> [Dataset excerpts on object pointing]
┌──

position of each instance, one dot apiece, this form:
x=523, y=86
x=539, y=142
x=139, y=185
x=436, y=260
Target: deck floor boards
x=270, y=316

└──

> [Task to carry out]
Rewrite all of the records above, substituting "point" for "dot" and leaving every other character unchanged.

> [Task answer]
position of each instance, one point apiece, this form:
x=523, y=86
x=539, y=142
x=139, y=185
x=436, y=260
Target: deck floor boards
x=270, y=316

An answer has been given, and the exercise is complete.